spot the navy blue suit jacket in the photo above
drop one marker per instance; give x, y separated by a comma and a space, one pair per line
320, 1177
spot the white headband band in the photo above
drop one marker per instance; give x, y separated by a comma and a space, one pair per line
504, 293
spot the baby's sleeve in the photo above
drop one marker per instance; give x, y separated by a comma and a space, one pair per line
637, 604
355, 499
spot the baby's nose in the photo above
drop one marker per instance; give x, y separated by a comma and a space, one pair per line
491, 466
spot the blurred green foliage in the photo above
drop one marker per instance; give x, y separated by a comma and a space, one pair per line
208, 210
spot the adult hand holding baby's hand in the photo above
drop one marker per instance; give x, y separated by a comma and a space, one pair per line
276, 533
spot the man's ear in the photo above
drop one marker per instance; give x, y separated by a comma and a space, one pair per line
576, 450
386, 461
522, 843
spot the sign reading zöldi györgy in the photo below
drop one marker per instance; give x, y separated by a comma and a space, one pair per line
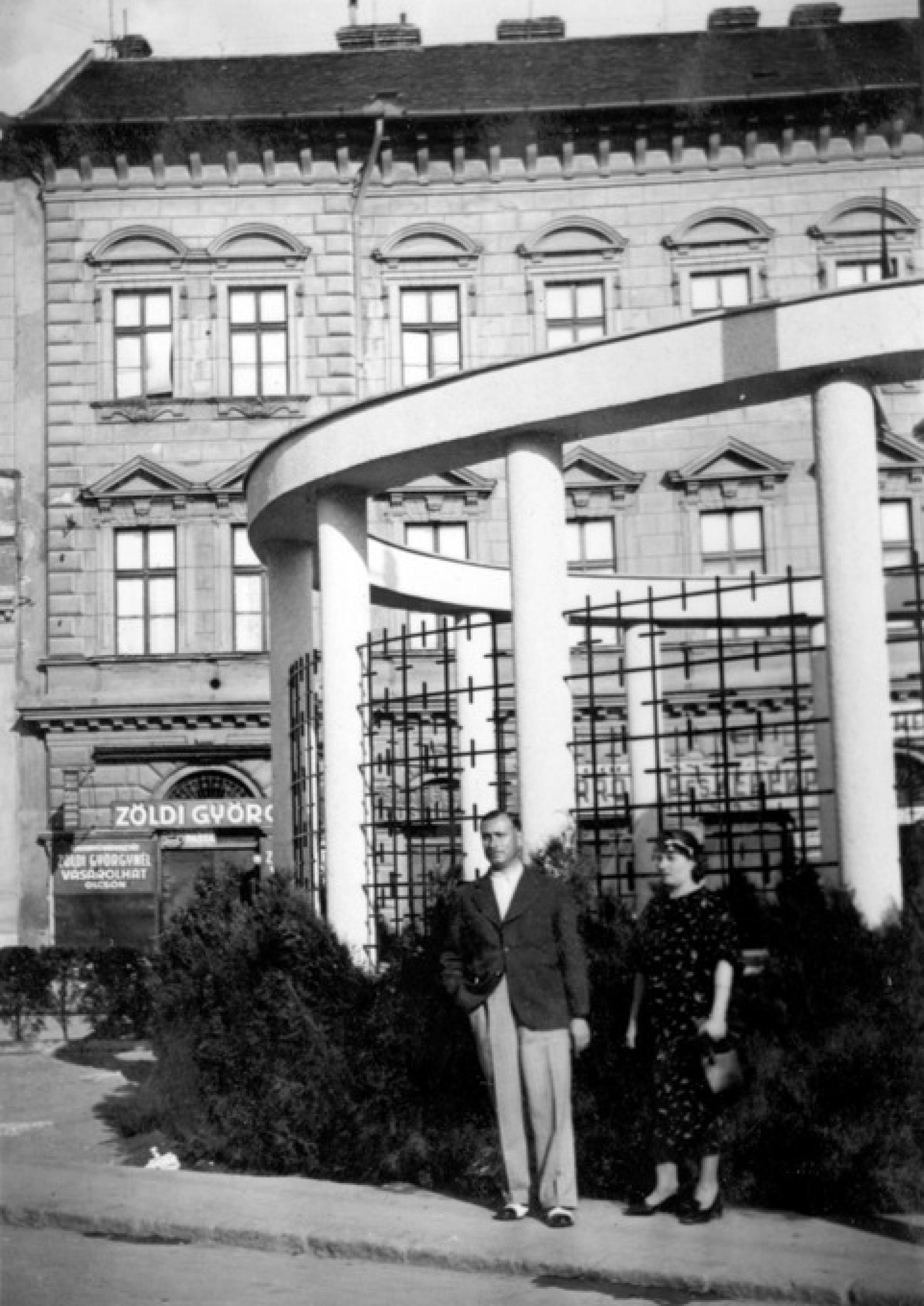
194, 814
101, 865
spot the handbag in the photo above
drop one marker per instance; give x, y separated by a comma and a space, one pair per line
722, 1066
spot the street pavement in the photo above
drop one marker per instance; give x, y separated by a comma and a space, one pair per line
63, 1169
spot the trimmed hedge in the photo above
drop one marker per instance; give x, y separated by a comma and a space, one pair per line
276, 1054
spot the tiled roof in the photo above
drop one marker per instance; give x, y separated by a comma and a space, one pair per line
493, 77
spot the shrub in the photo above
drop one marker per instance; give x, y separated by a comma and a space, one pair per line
25, 990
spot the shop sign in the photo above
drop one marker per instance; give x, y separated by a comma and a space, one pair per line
198, 814
101, 865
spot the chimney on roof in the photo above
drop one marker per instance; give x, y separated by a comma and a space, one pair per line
378, 36
735, 19
816, 15
131, 48
531, 29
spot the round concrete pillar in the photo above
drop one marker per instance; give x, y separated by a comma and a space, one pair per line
291, 575
477, 742
539, 580
344, 596
860, 705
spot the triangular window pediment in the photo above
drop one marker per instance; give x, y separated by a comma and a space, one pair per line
138, 480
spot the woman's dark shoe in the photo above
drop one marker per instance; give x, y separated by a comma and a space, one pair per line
646, 1208
694, 1214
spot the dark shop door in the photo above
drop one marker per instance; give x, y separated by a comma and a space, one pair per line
181, 868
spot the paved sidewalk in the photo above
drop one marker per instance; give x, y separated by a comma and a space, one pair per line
745, 1254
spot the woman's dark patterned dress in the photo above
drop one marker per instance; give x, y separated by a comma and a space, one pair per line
680, 942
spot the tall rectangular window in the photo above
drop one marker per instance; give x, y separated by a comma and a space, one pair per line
145, 591
574, 313
732, 541
143, 344
250, 623
591, 544
862, 272
897, 535
259, 341
711, 292
430, 333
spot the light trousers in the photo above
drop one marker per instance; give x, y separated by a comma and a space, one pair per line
534, 1065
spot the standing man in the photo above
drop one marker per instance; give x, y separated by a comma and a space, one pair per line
515, 964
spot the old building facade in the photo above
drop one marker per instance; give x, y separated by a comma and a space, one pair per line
227, 249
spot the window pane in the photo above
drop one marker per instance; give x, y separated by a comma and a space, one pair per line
127, 310
747, 532
445, 306
161, 551
128, 550
244, 554
704, 294
163, 635
242, 306
714, 532
272, 306
896, 523
590, 299
161, 596
420, 536
557, 337
445, 352
735, 289
413, 306
249, 632
158, 379
157, 310
452, 540
558, 302
130, 637
272, 346
130, 599
598, 541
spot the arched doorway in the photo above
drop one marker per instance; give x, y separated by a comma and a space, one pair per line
227, 840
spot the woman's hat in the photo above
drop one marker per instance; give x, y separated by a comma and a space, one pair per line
681, 842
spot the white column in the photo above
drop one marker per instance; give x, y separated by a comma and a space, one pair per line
344, 593
477, 756
643, 717
289, 589
539, 588
845, 430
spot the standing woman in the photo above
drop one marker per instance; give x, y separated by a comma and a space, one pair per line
685, 959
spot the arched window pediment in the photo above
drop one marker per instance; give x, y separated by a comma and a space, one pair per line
864, 217
573, 237
258, 242
429, 242
720, 226
139, 244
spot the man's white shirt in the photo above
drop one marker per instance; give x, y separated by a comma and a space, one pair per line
505, 886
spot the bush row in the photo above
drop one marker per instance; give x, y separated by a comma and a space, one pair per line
276, 1054
110, 988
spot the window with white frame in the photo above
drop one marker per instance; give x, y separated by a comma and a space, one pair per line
591, 544
449, 540
259, 341
715, 292
732, 541
143, 344
249, 595
574, 313
145, 591
897, 533
430, 332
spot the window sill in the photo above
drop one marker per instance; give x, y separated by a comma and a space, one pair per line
182, 409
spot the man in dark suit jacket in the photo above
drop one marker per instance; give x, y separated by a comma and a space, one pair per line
515, 964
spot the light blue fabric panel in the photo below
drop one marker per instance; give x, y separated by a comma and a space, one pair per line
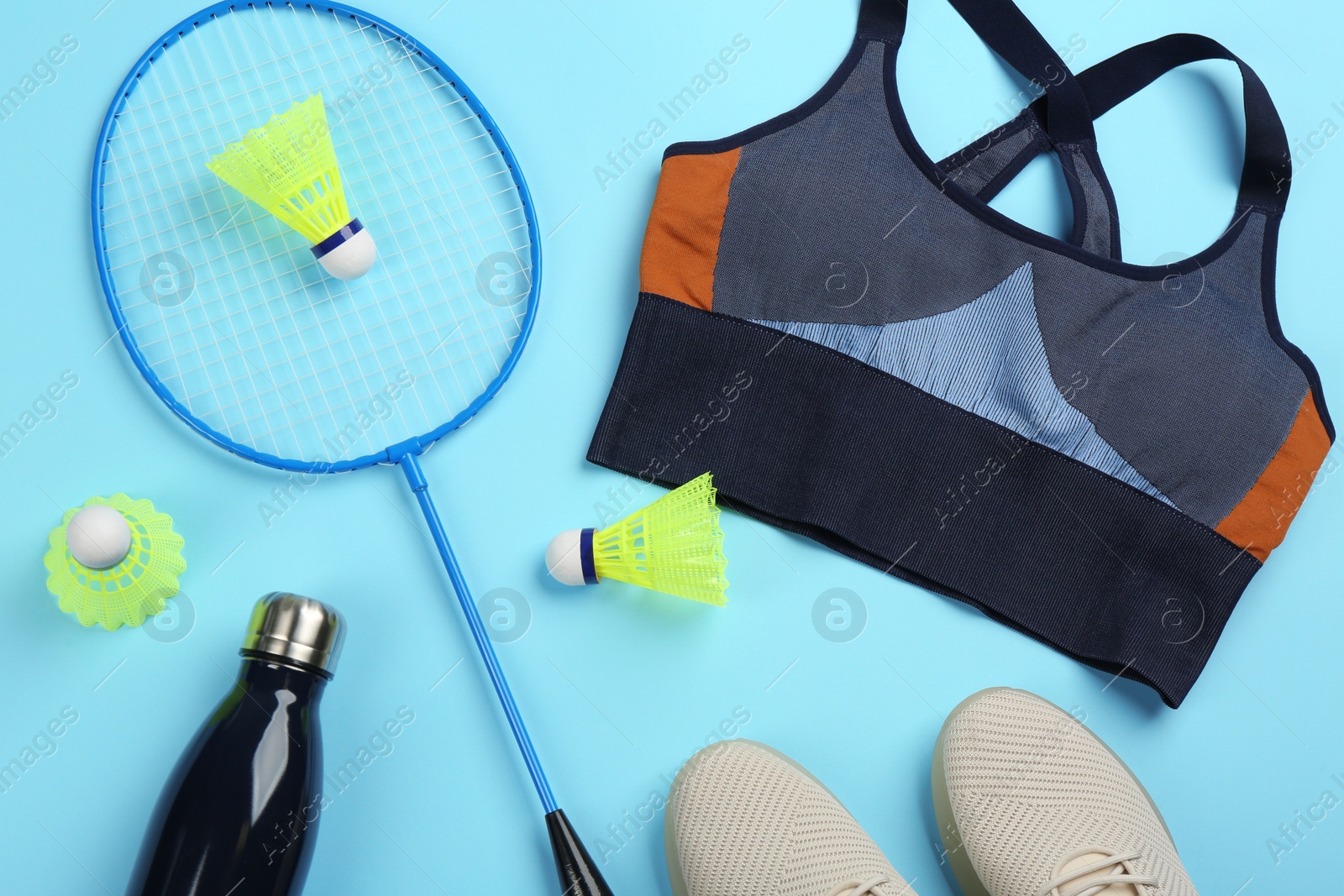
988, 358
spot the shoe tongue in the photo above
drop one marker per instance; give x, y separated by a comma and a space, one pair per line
1088, 859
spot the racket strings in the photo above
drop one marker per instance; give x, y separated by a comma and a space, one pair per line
232, 356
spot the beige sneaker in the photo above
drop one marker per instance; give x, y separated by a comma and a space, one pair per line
745, 820
1032, 804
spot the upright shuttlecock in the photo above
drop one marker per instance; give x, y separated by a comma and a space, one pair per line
674, 546
288, 167
114, 562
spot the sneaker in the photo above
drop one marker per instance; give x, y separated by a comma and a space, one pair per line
1032, 804
745, 820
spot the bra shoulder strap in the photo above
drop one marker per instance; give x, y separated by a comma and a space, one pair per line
1010, 34
1267, 170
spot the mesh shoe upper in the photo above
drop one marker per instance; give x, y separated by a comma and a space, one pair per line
1030, 786
748, 822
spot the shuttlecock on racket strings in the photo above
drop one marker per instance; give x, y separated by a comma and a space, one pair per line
113, 562
674, 546
288, 167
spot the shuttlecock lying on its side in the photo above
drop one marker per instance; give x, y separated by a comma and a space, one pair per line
674, 546
113, 562
288, 167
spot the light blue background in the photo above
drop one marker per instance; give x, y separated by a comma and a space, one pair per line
622, 687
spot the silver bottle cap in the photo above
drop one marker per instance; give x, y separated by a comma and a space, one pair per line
291, 626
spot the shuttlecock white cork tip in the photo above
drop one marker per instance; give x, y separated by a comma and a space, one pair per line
98, 537
569, 558
349, 253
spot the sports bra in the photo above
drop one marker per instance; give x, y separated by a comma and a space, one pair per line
864, 352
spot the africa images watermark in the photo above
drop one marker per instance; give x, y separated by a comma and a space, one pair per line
45, 407
44, 71
380, 746
716, 71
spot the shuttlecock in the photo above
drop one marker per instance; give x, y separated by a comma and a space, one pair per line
113, 562
674, 546
288, 167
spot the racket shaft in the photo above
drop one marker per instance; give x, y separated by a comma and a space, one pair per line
412, 468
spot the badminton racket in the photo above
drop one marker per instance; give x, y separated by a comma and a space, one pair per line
246, 338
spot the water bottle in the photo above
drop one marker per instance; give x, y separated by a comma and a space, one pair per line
239, 815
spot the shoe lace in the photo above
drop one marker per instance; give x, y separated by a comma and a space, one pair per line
860, 888
1120, 873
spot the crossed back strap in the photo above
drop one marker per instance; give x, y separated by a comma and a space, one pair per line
1061, 118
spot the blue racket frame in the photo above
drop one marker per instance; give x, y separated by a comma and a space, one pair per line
407, 453
394, 453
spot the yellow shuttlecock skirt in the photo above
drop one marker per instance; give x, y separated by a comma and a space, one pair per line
288, 167
134, 589
674, 546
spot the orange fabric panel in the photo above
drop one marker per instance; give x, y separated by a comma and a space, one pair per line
1260, 520
682, 242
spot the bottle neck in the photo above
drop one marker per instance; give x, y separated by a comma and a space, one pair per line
270, 673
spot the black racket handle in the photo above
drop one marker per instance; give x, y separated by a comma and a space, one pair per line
578, 875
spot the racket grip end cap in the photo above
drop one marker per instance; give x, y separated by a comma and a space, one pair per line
349, 253
578, 875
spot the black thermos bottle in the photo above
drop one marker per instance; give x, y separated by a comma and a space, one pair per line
239, 815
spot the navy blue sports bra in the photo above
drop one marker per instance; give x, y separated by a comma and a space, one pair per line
1025, 423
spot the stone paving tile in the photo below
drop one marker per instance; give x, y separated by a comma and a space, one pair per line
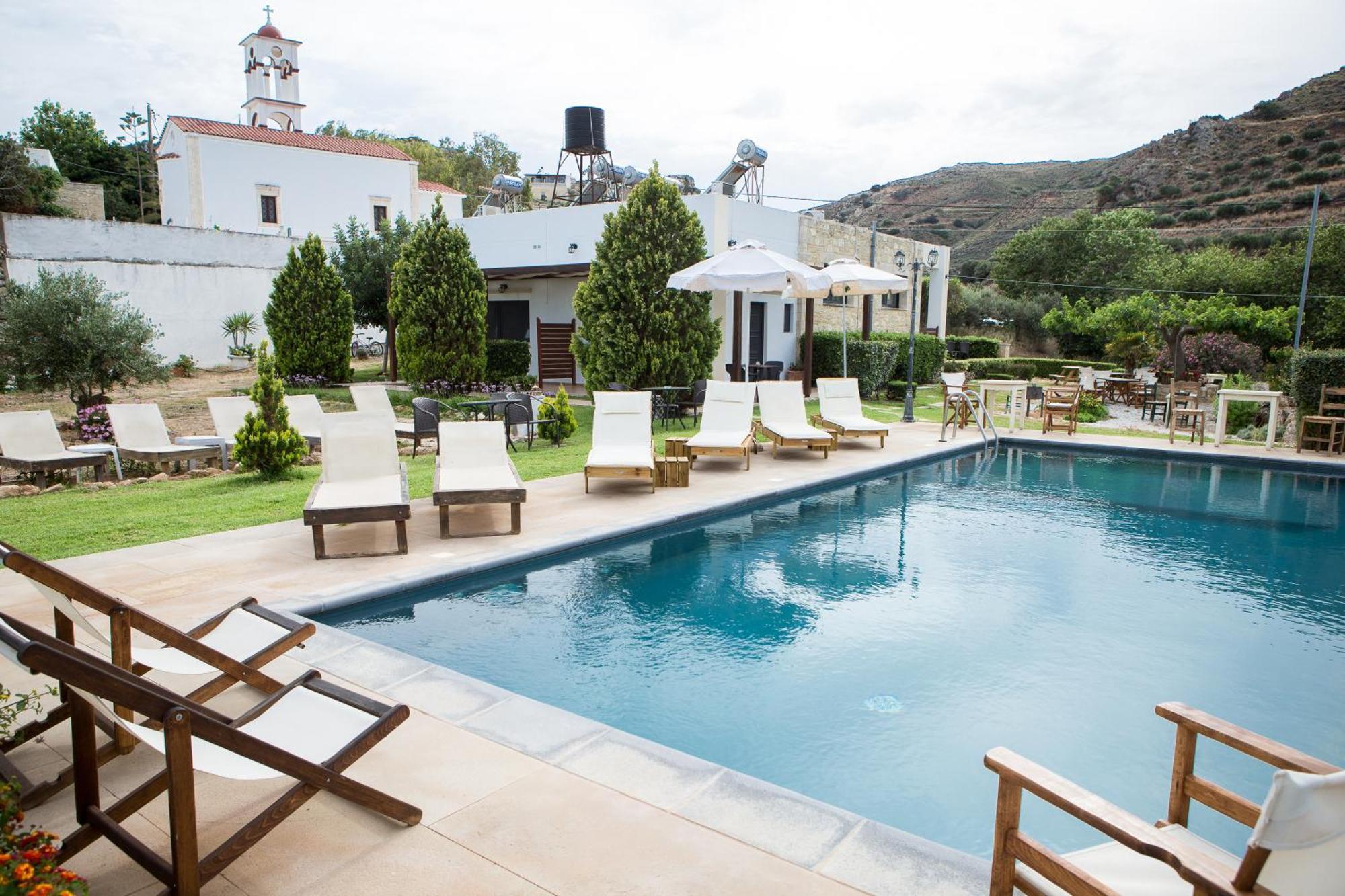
773, 818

========

◆ THE TASK
Starting at the line containing "spot the shoe lace in the photo above", write out each line through the last one in the listing above, inclusive, and nothing else. Pictures are excluded from the copy.

◆ FULL SOLUTION
spot the shoe lace in the photo above
drop one marker per instance; give x, y separated by a comma and a space, one pair per line
860, 888
1120, 873
spot the crossed back strap in the photo above
drop one marker per instance; give x, y separated by a comma and a space, one pair per line
1061, 118
spot the blue racket frame in the photo above
drop one marker per instance; give x, y separated by a comma and a space, one pair per line
407, 453
394, 453
spot the yellow shuttlecock skirt in the photo above
drop one marker per instance; give x, y separated by a comma and a space, one pair per line
288, 167
134, 589
674, 546
spot the orange fabric panel in the photo above
drop one marker per instance; give x, y separated by a comma and a space, one pair per line
1260, 520
682, 242
spot the bottle neck in the photo above
drop one marker per instance; give x, y separated by a comma and a space, one pair per line
270, 673
spot the black racket handle in the photo above
drop one marker per instance; give x, y separated by a comma and a space, one pair per line
578, 875
spot the racket grip end cap in the photo above
drop one marker per instance; give x, y separated by a comma and a space, one pair per line
349, 253
578, 875
spot the black thermos bottle in the photo above
drop one marker per instance; give x, y separated by a comma and a space, one pair per line
239, 815
spot the navy blue sports bra in the photo above
drop one marker per instance; give x, y separated by a comma and a space, one pair per line
1025, 423
spot the stone paving tile in the photo below
drop one marker per instance; give x, y separated by a comma and a space, one pair per line
773, 818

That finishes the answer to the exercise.